_EXERCISE INPUT:_
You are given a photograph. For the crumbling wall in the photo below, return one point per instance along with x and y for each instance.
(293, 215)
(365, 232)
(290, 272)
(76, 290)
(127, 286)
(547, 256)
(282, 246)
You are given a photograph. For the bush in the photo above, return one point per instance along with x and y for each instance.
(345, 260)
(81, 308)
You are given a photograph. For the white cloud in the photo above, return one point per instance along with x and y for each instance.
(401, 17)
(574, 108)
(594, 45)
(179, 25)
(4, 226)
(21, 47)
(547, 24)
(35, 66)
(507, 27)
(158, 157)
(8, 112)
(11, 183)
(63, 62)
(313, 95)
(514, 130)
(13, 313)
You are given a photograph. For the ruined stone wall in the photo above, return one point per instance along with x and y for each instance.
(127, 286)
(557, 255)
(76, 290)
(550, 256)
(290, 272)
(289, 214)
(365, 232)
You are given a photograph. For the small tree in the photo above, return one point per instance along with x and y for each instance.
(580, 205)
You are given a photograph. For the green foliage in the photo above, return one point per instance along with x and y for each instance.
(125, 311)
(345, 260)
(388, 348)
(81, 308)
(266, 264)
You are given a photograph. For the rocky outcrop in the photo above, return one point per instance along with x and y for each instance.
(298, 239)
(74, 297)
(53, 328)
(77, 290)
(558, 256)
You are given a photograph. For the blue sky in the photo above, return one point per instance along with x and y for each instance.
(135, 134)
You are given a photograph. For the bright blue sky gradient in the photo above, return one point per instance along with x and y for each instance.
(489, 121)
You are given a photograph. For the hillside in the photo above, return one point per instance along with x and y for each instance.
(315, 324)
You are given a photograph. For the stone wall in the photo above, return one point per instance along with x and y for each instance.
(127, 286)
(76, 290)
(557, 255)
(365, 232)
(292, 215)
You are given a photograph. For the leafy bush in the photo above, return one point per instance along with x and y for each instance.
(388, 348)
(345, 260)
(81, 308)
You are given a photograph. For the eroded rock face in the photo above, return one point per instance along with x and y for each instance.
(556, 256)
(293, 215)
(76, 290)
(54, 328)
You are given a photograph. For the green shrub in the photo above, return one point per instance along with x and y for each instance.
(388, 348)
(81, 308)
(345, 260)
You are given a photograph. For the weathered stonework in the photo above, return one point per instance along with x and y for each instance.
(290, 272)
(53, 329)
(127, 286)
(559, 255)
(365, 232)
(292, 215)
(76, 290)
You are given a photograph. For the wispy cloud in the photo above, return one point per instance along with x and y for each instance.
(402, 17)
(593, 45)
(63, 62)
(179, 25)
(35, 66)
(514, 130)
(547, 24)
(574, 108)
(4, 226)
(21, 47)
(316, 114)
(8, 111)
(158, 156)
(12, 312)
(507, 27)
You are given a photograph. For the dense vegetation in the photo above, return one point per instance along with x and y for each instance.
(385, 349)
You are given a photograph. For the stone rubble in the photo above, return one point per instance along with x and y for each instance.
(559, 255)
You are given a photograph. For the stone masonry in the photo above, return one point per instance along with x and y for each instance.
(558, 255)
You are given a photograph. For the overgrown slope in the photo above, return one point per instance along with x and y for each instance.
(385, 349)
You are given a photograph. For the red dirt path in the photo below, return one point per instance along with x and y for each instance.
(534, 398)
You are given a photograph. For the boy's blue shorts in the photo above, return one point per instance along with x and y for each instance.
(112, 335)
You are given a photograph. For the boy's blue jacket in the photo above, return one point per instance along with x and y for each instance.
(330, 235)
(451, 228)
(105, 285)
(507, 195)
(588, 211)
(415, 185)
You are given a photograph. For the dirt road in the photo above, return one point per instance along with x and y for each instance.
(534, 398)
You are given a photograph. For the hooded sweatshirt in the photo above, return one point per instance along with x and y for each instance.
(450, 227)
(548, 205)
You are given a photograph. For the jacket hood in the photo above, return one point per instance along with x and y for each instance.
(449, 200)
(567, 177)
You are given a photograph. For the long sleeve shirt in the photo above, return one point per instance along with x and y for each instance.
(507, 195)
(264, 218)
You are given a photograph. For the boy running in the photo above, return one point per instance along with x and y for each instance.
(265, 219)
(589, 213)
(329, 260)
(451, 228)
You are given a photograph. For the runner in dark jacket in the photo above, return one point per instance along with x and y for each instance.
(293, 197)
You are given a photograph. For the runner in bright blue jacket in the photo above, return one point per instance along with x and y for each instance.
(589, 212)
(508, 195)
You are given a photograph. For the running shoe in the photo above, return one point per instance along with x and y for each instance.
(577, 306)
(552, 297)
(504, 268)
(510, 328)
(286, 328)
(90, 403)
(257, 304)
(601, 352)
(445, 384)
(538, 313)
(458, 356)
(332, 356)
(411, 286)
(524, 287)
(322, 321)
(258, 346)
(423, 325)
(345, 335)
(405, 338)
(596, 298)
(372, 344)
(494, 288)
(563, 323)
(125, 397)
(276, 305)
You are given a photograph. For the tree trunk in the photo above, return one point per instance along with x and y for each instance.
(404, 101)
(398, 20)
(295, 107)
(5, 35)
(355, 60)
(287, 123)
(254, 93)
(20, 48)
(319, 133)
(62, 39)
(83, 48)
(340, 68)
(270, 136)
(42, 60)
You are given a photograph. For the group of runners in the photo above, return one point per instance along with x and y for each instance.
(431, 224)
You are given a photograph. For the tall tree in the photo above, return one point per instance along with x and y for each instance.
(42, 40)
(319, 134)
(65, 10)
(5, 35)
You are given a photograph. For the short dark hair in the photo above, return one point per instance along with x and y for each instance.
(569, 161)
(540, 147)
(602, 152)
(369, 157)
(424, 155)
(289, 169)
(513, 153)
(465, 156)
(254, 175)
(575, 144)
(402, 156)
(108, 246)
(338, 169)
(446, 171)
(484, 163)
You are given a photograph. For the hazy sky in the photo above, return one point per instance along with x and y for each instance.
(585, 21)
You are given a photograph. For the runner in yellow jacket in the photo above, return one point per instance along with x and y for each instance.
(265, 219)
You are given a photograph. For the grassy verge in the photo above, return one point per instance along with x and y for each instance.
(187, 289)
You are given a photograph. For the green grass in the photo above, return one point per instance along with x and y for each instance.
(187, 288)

_YOUR INSTRUCTIONS:_ Each entry above needs to be returned exactly as written.

_ANSWER SPACE:_
You are given a photograph. For the crumbling wall in the photo below, return one point per instance along with x and y for each instance.
(293, 215)
(365, 232)
(290, 272)
(76, 290)
(127, 286)
(547, 256)
(282, 246)
You are given a photograph. For the bush in the photo above, return one point per instance along with x and y for each instance.
(345, 260)
(81, 308)
You are given a photograph. For the white cloud in the photo above, return one point per instance along with x and y for each instance.
(401, 17)
(574, 108)
(594, 45)
(179, 25)
(4, 226)
(21, 47)
(547, 24)
(35, 66)
(507, 27)
(158, 157)
(8, 112)
(11, 183)
(63, 62)
(313, 95)
(514, 130)
(13, 313)
You are given a photograph. For the ruined stone wall in the photo above, return one point per instance along with x and y for each instance.
(127, 286)
(557, 255)
(76, 290)
(550, 256)
(290, 272)
(289, 214)
(365, 232)
You are given a photograph. For the small tree in the photo above, return one point per instance along with x and y for each instance.
(580, 205)
You are given a photograph. For the green foliage in the photo above, return one point per instance along with x and y for each instance.
(125, 311)
(345, 260)
(388, 348)
(81, 308)
(266, 264)
You are given a photograph. For the rocky outcrop in the photo above, return one point per instance along with x and y for each instance.
(298, 239)
(74, 297)
(53, 328)
(77, 290)
(558, 256)
You are given a photograph. For the blue sky in the photo above, return one point per instance along with x and y for each instance.
(135, 134)
You are given a photograph. For the bright blue sky gradient in the photo above, return one point per instance along with x and y for each instance.
(489, 121)
You are given a photograph. For the hillside in the photo above, return one point per instance along with x and y for each instance.
(315, 324)
You are given a photograph. For the stone wall in the photo above, return one point per instance along with x and y for each instance.
(127, 286)
(76, 290)
(557, 255)
(365, 232)
(292, 215)
You are given a photograph. For the leafy bush in the photo above, return one point per instance along with x and y for each instance.
(388, 348)
(345, 260)
(81, 308)
You are given a photograph. For the eroded rock face in the photo above, return one point per instance along with x and y for each instance.
(556, 256)
(293, 215)
(76, 290)
(54, 328)
You are given a photograph. For the green shrub in the photo above, return one point per instance along with x and y for each instance.
(388, 348)
(81, 308)
(345, 260)
You are given a photograph. For the weathered stonework in the photo above, return one point per instance along with x and y for each instance.
(290, 272)
(53, 329)
(127, 286)
(559, 255)
(365, 232)
(292, 215)
(76, 290)
You are given a photograph. For the wispy cloud in the photo above, return one point per instance along with x and y for each instance.
(402, 17)
(593, 45)
(63, 62)
(179, 25)
(35, 66)
(514, 130)
(547, 24)
(574, 108)
(4, 226)
(21, 47)
(316, 114)
(8, 111)
(158, 156)
(12, 312)
(507, 27)
You are given a photograph. For the dense vegetation in the photo above, return one point per instance along with x and y for each instance.
(385, 349)
You are given a photograph. For the stone rubble in the photo above, return one point per instance along with x and y for each instance.
(559, 255)
You are given a photograph. For the stone masonry in the photo above, return one point per instance along with x and y for each instance.
(558, 255)
You are given a photograph. For the overgrown slope in the photo above, return one point per instance along with x and y for each instance.
(385, 349)
You are given a photograph. For the red dirt path in the photo below, return one point per instance along with x and y for each instance.
(534, 398)
You are given a photograph. For the boy's blue shorts in the photo above, return one point per instance along with x and y for each instance.
(112, 335)
You are given a photograph. For the boy's blue jacket in the photo above, return one point per instance along with x and y for each instance.
(330, 235)
(451, 228)
(105, 285)
(507, 195)
(588, 211)
(415, 185)
You are given a photograph. For the dirt road in the photo above, return one point per instance along with x and y for each instance.
(534, 398)
You are given a photograph. For the hooded sweatshirt in the photo above, return one point per instance along with x and y for each instance.
(450, 227)
(548, 205)
You are given a photograph. For the jacket hood in the photo above, return one point per instance along with x and y for each instance.
(449, 200)
(567, 177)
You are given a photograph. For the long sleeve shirt in the photo above, return one point per instance along with x and y for each instance.
(507, 195)
(264, 218)
You are given a photograph. For the boy running in the photo above, return one point per instance along with x and y for each instance.
(265, 219)
(589, 213)
(329, 260)
(451, 228)
You are given a photograph. For the runner in dark jacket in the photo above, return one point per instance along with x and y for each instance.
(293, 197)
You are given a photograph. For the runner in bright blue jacket in the photo above, return one point per instance along with x and y for each instance.
(589, 212)
(508, 195)
You are given a photograph. For the running shoe in the photo above, return one point per instance along with x and y for each instance.
(577, 306)
(552, 297)
(504, 268)
(510, 328)
(286, 328)
(90, 403)
(257, 304)
(601, 352)
(445, 384)
(538, 313)
(458, 356)
(332, 356)
(411, 286)
(524, 287)
(322, 321)
(258, 346)
(423, 325)
(345, 335)
(405, 338)
(596, 298)
(372, 344)
(494, 288)
(563, 323)
(125, 397)
(276, 305)
You are given a photograph. For the tree trunk in the photo above, return one point per instance along with x and y for each instance.
(404, 101)
(398, 20)
(295, 107)
(5, 35)
(355, 60)
(287, 123)
(254, 93)
(20, 48)
(319, 133)
(62, 39)
(83, 48)
(340, 68)
(270, 136)
(42, 60)
You are given a photograph. For the group of runners in the photo above, return one point per instance along with x and y for each instance.
(431, 224)
You are given a photograph. For the tall tree in the photo above, return one point per instance along with x and y for each instance.
(42, 40)
(319, 134)
(65, 10)
(5, 35)
You are given a photograph. For the short dark hair in the photo above, return one point per instance along with x and y for each instance.
(569, 161)
(540, 147)
(602, 152)
(369, 157)
(424, 155)
(289, 169)
(513, 153)
(465, 156)
(254, 175)
(575, 144)
(402, 156)
(108, 246)
(338, 169)
(446, 171)
(484, 163)
You are given a photograph. For the hazy sky in the photo above, return one point per instance along with x and y for each instance.
(585, 21)
You are given a photograph. For the runner in yellow jacket in the photo above, return one point per instance along with x and y for each instance.
(265, 219)
You are given a photograph. For the grassy verge in the photo above, return one point per instance along with x and y for each instance.
(187, 289)
You are given a photograph. For the green grass in the photo above, return one point per instance along with x and y for each instance.
(187, 288)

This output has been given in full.